И вот Бегичев снова там, где глухо бьются волны в пустынный первобытный берег. Тут он у себя дома! Тут у него множество друзей, простых, бескорыстных, верных. Так же, как и он, кочуют они по тундре, промышляя диких оленей и белоснежных песцов. Вся тундра знает высокую, статную фигуру следопыта. В любом становище ему всегда дадут место у костра, кусок жирной оленины, шкуру для ночлега. Имя "Улахан-Анцифор" знают и старики и дети. Есть, впрочем, у Бегичева и другое прозвище: "Человек-море".
Так идут годы. Много "белых пятен" разведал Бегичев. Побывал он и в отрогах таинственного хребта Бырранга, где, по слухам, водится драгоценный голубой песец; спускался вниз по дикой реке Пясине; на простой лодке плавал вдоль побережья Ледовитого океана, выслеживая морского зверя.
Однажды, когда Бегичев объезжал на собаках песцовые ловушки, его догнал нарочный с пакетом из столицы. Видно, дело было важным: посыльный торопился, от его упряжки пар так и валил.
Бегичев ломает сургучные печати. Так вот оно что! Два корабля знаменитой экспедиции Северного Ледовитого океана, "Таймыр" и "Вайгач", затерты льдами. Удастся ли им выбраться из ледового плена — неизвестно. Недалеко от них зимует на судне гидрографической экспедиции капитан Свердруп. Положение тревожное: на судах нехватает продовольствия и топлива. Нужна помощь. Не возьмется ли он, Бегичев, организовать на оленях экспедицию через тундру для того, чтобы в крайнем случае снять часть команды с кораблей?
— Да, — сказал Бегичев. — Да, возьмусь. Моряк в беде товарищей не оставляет.
А дело уже приближалось к весне. Невесело путешествовать по тундре зимой, а в распутицу просто невозможно. С теплыми днями набухают топкие болота, вздуваются сотни безыменных рек. Ну, а дорог в тундре не бывает, мостов тоже.
Что же сделал Бегичев? Он собрал тысячу оленей, чтобы в пути непрерывно менять их в упряжках, не давая уставать. Этот огромный караван следопыт повел за собой. Погонщики оленей знали, что "Человек-море" бесстрашен, но и они не могли взять в толк, как он сумеет преодолеть реки. Как раз одна из них, широкая, быстрая, не обозначенная ни на каких картах, преграждает каравану путь.

_ЧТО СДЕЛАТЬ_
(a) Процитируйте текст о Бегичеве от слов «Бегичев ломает сургучные» до слов «бывает, мостов тоже.», включая их.
(b) Проверьте по тексту о Бегичеве утверждения: (i) Бегичев собрал тысячу оленей; (ii) нарочный с пакетом догнал Бегичева во время охоты на морского зверя; (iii) на судах не хватало продовольствия и топлива. На каждое ответьте «да» или «нет» и приведите точную цитату из текста, которая это решает.
(c) Продолжите текст о Бегичеве, начав сразу после его последнего предложения.

_ДАННЫЕ_

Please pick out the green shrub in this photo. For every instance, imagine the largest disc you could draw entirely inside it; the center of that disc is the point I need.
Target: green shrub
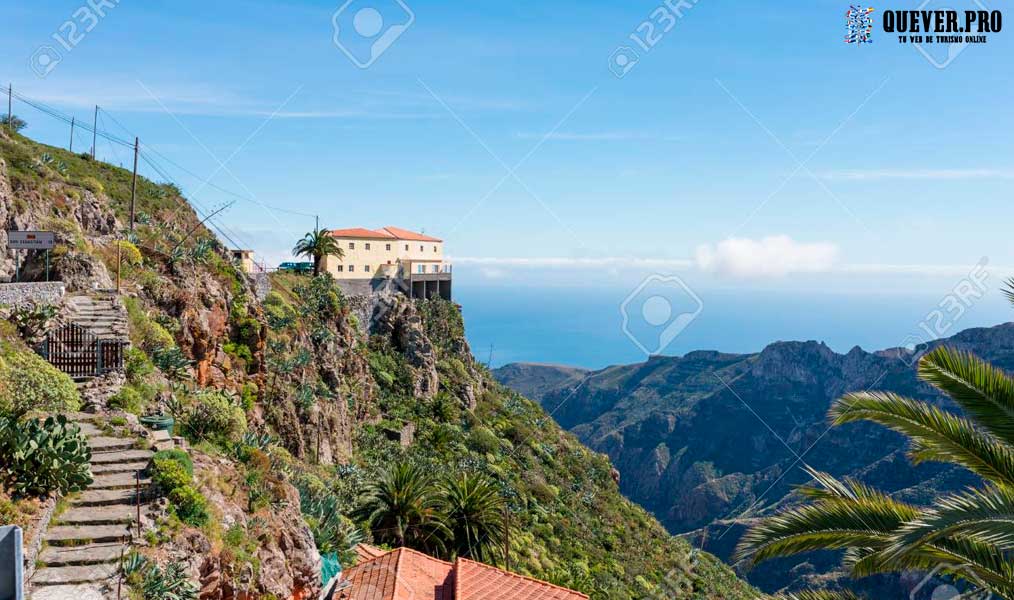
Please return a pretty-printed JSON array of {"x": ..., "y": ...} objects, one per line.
[
  {"x": 169, "y": 474},
  {"x": 145, "y": 330},
  {"x": 129, "y": 252},
  {"x": 176, "y": 455},
  {"x": 127, "y": 399},
  {"x": 42, "y": 458},
  {"x": 190, "y": 506},
  {"x": 137, "y": 365},
  {"x": 240, "y": 351},
  {"x": 213, "y": 417},
  {"x": 29, "y": 383}
]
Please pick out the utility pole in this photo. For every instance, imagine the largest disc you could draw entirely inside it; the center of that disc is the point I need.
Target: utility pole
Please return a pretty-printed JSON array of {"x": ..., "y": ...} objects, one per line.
[
  {"x": 133, "y": 185},
  {"x": 506, "y": 539},
  {"x": 94, "y": 133}
]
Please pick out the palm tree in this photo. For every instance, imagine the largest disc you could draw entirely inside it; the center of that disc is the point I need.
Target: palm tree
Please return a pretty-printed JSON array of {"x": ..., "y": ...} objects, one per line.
[
  {"x": 318, "y": 243},
  {"x": 403, "y": 509},
  {"x": 474, "y": 512},
  {"x": 968, "y": 535}
]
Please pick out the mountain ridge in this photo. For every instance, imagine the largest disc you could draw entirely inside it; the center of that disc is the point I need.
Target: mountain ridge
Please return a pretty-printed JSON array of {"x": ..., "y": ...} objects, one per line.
[{"x": 701, "y": 438}]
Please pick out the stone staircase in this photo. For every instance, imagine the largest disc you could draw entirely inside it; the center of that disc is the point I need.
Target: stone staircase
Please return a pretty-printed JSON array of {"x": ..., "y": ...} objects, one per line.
[
  {"x": 85, "y": 542},
  {"x": 102, "y": 313}
]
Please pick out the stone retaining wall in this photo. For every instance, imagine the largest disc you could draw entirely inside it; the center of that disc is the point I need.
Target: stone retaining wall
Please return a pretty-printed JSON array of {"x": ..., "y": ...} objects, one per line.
[{"x": 27, "y": 294}]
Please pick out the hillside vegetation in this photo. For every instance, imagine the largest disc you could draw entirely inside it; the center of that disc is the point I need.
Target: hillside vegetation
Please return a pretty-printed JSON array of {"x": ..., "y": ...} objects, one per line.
[{"x": 313, "y": 390}]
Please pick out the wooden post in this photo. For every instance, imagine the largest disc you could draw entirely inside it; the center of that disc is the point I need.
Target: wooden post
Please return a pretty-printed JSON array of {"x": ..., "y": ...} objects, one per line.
[
  {"x": 94, "y": 133},
  {"x": 138, "y": 475},
  {"x": 133, "y": 185},
  {"x": 507, "y": 539}
]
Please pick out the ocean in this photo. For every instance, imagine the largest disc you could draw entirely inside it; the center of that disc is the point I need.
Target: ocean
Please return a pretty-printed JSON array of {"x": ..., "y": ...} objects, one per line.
[{"x": 585, "y": 326}]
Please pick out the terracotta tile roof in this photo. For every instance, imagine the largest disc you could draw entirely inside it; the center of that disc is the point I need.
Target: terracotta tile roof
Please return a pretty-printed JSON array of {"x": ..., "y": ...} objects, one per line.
[
  {"x": 400, "y": 575},
  {"x": 408, "y": 575},
  {"x": 361, "y": 232},
  {"x": 382, "y": 233},
  {"x": 409, "y": 235},
  {"x": 367, "y": 552},
  {"x": 482, "y": 582}
]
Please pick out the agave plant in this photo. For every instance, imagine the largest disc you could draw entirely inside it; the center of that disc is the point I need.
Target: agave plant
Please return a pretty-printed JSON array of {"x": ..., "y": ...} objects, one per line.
[
  {"x": 968, "y": 535},
  {"x": 43, "y": 458},
  {"x": 317, "y": 244}
]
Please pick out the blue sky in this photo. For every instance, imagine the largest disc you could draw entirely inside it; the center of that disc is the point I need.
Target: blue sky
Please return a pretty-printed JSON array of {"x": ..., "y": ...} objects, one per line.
[{"x": 907, "y": 168}]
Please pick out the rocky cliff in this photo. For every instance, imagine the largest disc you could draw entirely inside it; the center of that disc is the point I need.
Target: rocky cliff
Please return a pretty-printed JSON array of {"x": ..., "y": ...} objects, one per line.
[
  {"x": 708, "y": 440},
  {"x": 317, "y": 390}
]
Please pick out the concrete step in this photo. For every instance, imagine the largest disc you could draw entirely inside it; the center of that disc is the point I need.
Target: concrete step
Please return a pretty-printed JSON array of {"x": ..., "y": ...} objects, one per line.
[
  {"x": 81, "y": 592},
  {"x": 98, "y": 498},
  {"x": 65, "y": 535},
  {"x": 122, "y": 456},
  {"x": 76, "y": 555},
  {"x": 117, "y": 514},
  {"x": 59, "y": 576},
  {"x": 100, "y": 444},
  {"x": 113, "y": 468},
  {"x": 118, "y": 481}
]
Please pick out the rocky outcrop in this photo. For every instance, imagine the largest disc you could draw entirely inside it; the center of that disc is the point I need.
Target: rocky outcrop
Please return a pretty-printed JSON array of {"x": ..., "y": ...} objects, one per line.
[
  {"x": 700, "y": 438},
  {"x": 288, "y": 563},
  {"x": 403, "y": 324}
]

_ОЖИДАЕМЫЕ ОТВЕТЫ_
(a)
Бегичев ломает сургучные печати. Так вот оно что! Два корабля знаменитой экспедиции Северного Ледовитого океана, "Таймыр" и "Вайгач", затерты льдами. Удастся ли им выбраться из ледового плена — неизвестно. Недалеко от них зимует на судне гидрографической экспедиции капитан Свердруп. Положение тревожное: на судах нехватает продовольствия и топлива. Нужна помощь. Не возьмется ли он, Бегичев, организовать на оленях экспедицию через тундру для того, чтобы в крайнем случае снять часть команды с кораблей?
— Да, — сказал Бегичев. — Да, возьмусь. Моряк в беде товарищей не оставляет.
А дело уже приближалось к весне. Невесело путешествовать по тундре зимой, а в распутицу просто невозможно. С теплыми днями набухают топкие болота, вздуваются сотни безыменных рек. Ну, а дорог в тундре не бывает, мостов тоже.

(b)
(i) Да: «Он собрал тысячу оленей».
(ii) Нет: «когда Бегичев объезжал на собаках песцовые ловушки, его догнал нарочный с пакетом из столицы».
(iii) Да: «на судах нехватает продовольствия и топлива».

(c)
— Смотри, смотри! Однако Улахан-Анцифор ум кружал (то-есть сошел с ума), — шепчут друг другу кочевники.
А Бегичев привязывает себя к двум оленям и гонит их в ледяную воду. Олени — хорошие пловцы. Только рога мелькают в волнах. Но вот на самой середине реки происходит что-то непонятное. Ну, конечно, перепутались веревки! Неужели погибнет "Человек-море"? Нет, вот он взмахом ножа разрубает узел и, ухватившись за шею животного, сильно загребает другой рукой. Выплыл!
Велика сила примера. Одна за другой входят упряжки в воду, и после шести часов борьбы со стихией весь огромный караван, или, как его называют на Севере, аргиш, оказывается на другом берегу. А впереди снова топь тундры, снова неизвестные реки…
17 июня 1915 года, после сорока семи дней нечеловечески трудного пути, головную оленью упряжку, на которой сидел Бегичев, заметили в бинокль с судна Свердрупа. Капитан едва верил глазам своим. В честь Бегичева грянул салют, его обнимали, подбрасывали в воздух. Когда Свердруп передал по радио весть о прибытии экспедиции на другие корабли, оттуда дважды запрашивали: точно ли, что прибыл именно Бегичев? Действительно ли всему каравану удалось пройти там, где в такую пору раньше никто не рисковал пробираться?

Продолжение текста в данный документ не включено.